Since the records include pictures, leave those out while you reproduce exactly and only the lines from the one containing "Where can you see the white water" through the one containing "point(46, 357)", inclusive.

- **Records shown**:
————

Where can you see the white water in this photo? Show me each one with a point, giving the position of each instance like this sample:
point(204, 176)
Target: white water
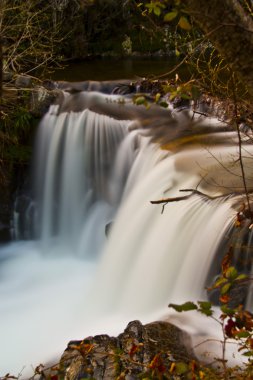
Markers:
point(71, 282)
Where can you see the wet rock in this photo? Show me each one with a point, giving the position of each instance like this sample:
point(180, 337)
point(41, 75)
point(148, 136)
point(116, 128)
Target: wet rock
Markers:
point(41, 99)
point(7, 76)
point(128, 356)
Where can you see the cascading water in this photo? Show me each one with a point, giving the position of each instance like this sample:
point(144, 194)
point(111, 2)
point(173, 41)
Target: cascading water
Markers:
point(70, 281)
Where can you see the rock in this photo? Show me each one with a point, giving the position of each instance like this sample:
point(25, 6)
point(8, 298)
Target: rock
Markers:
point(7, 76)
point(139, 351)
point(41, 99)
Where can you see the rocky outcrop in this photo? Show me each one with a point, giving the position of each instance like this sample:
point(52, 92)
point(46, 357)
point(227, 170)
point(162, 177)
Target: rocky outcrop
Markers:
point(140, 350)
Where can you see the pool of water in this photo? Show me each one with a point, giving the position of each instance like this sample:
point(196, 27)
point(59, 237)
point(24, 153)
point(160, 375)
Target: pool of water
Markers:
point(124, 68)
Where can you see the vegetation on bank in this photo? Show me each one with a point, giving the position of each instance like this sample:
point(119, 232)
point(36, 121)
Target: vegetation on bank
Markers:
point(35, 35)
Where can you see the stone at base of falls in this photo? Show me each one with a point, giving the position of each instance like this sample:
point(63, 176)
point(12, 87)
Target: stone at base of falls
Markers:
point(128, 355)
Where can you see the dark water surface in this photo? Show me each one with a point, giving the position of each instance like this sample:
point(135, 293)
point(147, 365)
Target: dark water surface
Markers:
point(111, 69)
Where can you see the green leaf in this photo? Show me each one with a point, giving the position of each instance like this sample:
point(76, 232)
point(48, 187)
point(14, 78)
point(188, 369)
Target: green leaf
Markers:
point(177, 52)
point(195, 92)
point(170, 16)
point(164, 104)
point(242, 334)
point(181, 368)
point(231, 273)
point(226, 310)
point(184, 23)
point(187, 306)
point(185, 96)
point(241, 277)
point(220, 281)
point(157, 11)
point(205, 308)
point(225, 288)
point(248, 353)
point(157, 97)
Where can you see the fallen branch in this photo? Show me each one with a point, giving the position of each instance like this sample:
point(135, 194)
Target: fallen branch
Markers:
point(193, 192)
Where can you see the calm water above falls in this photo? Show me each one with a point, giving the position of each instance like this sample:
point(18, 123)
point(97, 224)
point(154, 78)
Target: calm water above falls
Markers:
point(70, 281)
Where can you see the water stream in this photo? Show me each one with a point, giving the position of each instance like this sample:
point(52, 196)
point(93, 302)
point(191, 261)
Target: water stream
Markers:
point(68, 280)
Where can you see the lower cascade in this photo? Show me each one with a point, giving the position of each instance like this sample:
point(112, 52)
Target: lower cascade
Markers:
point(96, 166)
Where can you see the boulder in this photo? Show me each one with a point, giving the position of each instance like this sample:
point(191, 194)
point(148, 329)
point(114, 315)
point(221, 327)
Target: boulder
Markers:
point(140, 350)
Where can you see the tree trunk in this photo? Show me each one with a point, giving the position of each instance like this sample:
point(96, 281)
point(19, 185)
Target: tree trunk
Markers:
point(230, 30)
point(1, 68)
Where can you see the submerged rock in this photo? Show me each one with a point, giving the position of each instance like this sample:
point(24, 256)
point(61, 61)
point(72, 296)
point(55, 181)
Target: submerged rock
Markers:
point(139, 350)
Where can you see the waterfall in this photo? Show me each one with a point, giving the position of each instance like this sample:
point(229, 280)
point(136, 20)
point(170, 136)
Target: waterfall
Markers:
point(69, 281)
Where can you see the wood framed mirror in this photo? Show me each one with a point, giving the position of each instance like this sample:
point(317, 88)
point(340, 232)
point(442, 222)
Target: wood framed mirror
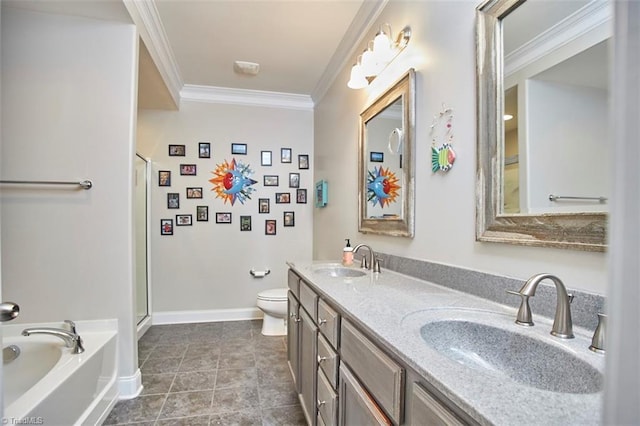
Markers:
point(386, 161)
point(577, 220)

————

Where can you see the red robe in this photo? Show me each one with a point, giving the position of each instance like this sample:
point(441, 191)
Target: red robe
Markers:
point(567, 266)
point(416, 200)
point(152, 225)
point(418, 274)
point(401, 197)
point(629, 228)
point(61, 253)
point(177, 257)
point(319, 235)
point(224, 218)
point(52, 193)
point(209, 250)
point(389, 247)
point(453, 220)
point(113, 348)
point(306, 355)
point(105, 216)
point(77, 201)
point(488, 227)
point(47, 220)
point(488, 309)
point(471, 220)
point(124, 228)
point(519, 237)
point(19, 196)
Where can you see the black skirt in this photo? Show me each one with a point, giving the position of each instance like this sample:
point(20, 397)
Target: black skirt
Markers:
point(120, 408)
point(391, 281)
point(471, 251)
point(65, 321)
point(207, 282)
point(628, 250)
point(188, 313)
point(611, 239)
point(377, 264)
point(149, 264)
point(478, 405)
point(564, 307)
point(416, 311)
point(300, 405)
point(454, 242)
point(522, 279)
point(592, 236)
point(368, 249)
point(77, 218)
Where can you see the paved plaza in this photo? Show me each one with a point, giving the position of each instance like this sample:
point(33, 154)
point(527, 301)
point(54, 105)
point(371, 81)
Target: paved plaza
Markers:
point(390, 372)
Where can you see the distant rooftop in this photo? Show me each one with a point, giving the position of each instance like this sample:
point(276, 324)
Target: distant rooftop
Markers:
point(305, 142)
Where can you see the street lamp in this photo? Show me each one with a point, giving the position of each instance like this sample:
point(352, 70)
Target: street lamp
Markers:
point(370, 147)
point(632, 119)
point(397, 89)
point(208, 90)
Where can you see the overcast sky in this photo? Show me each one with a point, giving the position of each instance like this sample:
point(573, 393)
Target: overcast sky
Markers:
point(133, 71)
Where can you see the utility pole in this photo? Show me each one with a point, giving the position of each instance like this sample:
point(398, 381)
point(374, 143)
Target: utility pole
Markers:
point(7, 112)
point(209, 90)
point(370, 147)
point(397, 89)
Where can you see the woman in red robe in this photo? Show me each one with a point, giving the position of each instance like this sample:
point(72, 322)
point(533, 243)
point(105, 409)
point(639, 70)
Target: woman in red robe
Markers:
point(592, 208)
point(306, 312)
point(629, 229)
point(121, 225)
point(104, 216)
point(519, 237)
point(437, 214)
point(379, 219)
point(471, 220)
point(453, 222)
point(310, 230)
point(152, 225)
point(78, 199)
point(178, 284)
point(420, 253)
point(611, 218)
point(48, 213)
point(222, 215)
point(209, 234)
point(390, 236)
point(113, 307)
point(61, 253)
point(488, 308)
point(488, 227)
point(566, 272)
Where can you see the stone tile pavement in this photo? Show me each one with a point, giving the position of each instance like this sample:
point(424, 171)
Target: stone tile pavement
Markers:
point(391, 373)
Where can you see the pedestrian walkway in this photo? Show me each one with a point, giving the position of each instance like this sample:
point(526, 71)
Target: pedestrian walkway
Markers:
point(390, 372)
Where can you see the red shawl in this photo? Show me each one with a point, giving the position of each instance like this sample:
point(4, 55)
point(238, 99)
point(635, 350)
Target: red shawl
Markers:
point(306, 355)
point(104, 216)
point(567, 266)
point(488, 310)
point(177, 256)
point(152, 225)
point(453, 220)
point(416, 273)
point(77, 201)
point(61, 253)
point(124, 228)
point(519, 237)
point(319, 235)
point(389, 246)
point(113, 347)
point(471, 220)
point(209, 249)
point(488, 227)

————

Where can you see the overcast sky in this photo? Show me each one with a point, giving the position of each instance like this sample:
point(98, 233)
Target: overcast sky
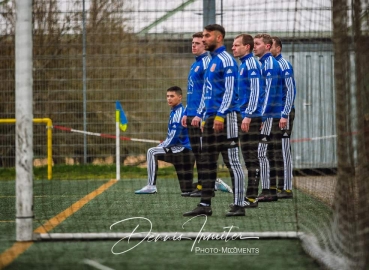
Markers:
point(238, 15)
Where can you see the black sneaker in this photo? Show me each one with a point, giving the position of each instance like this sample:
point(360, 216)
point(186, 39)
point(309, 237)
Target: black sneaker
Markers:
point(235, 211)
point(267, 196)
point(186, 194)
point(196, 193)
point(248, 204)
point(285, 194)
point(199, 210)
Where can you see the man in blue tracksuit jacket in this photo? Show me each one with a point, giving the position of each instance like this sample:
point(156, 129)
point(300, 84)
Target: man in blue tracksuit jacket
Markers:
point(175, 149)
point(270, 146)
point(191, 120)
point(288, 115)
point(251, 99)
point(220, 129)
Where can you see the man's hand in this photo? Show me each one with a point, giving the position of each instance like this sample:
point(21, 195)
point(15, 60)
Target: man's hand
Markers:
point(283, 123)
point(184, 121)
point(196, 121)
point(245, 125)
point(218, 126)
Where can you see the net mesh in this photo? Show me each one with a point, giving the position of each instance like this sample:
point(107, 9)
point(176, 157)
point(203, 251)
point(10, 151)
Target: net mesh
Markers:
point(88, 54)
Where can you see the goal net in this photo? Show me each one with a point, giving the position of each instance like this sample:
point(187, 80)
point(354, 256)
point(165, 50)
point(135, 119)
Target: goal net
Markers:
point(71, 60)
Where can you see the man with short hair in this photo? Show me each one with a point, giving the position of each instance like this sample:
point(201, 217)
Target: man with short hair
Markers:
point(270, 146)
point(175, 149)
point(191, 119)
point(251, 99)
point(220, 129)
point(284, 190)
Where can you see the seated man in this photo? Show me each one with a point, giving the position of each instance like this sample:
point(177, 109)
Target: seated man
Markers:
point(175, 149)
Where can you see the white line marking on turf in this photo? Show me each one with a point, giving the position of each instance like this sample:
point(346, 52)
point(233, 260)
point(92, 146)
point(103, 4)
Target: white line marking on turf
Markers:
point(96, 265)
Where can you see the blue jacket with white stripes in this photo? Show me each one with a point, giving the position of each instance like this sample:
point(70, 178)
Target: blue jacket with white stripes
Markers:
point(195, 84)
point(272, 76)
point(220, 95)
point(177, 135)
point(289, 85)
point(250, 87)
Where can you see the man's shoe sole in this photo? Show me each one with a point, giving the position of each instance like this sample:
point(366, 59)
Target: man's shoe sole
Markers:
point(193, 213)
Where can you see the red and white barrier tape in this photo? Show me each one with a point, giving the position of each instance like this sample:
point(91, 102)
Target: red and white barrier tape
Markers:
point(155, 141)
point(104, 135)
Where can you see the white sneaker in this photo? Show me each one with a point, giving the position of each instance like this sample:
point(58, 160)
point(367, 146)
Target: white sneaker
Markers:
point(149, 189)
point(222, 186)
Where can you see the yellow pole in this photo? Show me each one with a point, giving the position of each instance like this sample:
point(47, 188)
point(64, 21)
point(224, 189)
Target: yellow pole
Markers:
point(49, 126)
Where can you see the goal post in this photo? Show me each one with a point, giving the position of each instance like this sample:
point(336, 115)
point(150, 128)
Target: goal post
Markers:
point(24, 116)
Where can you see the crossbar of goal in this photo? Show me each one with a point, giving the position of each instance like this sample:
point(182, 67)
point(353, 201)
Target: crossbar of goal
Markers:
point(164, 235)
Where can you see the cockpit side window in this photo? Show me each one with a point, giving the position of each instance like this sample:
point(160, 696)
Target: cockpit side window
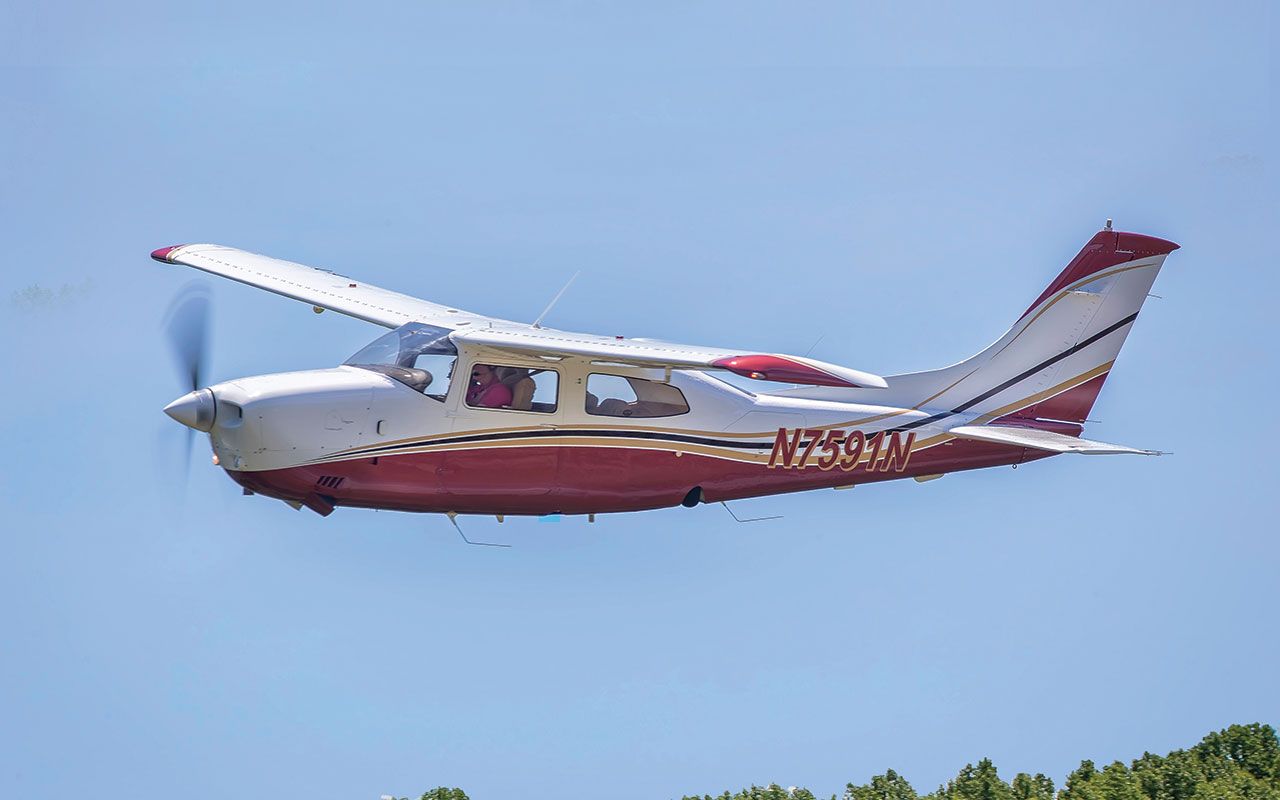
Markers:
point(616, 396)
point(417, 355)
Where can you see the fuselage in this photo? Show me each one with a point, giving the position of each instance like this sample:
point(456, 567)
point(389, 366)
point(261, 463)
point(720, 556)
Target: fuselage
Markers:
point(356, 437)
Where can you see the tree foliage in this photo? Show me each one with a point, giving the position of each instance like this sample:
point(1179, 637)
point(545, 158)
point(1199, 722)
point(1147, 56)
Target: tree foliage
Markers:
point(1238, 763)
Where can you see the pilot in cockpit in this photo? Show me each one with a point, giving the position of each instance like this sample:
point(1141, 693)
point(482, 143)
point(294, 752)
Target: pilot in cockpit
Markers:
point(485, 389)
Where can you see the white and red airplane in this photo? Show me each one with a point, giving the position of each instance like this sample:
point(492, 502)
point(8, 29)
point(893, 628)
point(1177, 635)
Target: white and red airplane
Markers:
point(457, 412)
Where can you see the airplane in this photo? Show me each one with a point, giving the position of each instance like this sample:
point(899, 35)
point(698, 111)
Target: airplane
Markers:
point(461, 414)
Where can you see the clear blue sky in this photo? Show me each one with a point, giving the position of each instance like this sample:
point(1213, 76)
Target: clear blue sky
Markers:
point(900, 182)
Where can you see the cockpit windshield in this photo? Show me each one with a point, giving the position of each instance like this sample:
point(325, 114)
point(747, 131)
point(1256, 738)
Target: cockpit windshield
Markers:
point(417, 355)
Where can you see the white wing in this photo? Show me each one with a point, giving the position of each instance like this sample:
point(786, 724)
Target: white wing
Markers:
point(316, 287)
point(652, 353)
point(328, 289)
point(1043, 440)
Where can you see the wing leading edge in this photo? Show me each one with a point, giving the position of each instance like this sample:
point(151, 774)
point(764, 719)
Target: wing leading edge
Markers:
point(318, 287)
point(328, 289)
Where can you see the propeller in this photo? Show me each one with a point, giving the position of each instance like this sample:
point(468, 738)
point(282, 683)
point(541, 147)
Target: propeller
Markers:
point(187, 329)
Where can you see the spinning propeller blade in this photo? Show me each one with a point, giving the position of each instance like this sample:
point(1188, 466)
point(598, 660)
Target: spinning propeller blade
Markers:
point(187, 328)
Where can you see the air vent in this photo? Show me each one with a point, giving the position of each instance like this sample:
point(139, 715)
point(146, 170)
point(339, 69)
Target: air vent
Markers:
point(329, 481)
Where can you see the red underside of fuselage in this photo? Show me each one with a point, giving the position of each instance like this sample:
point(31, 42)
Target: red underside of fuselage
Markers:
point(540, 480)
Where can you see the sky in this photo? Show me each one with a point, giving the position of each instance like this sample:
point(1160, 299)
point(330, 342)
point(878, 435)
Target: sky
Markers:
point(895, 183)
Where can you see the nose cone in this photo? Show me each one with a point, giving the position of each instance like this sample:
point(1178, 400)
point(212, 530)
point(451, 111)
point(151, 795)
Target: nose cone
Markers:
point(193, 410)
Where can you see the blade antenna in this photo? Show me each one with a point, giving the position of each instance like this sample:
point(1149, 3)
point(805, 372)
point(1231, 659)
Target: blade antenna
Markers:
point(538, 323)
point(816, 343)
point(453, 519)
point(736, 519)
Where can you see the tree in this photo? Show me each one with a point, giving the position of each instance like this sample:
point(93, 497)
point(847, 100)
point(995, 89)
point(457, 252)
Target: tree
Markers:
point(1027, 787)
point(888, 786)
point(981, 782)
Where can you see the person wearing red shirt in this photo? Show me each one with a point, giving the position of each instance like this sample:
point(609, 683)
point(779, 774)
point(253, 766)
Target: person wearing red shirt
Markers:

————

- **Solution to this problem**:
Where can you see the white water in this photo? Show me each one with a point, giving the position of each instance like this sample:
point(204, 176)
Target: white water
Markers:
point(71, 282)
Where can you see the wet rock in this photo? Show me each one with a point, giving the position of each instance like this sample:
point(180, 337)
point(41, 75)
point(148, 136)
point(116, 128)
Target: wet rock
Markers:
point(41, 99)
point(7, 76)
point(128, 356)
Where can you see the cascading water in this photo? Show me each one with a point, giving the position of each instance like this sample:
point(144, 194)
point(111, 2)
point(173, 41)
Target: cascading water
Markers:
point(70, 281)
Where can you see the rock in this photo? Show me each one with a point, giving the position of each instance like this sample:
point(25, 6)
point(8, 298)
Target: rock
Markers:
point(7, 76)
point(139, 351)
point(41, 99)
Where can you see the rocky outcrop in this photo? Show me each one with a point, giving the position of each instance like this sample:
point(52, 92)
point(46, 357)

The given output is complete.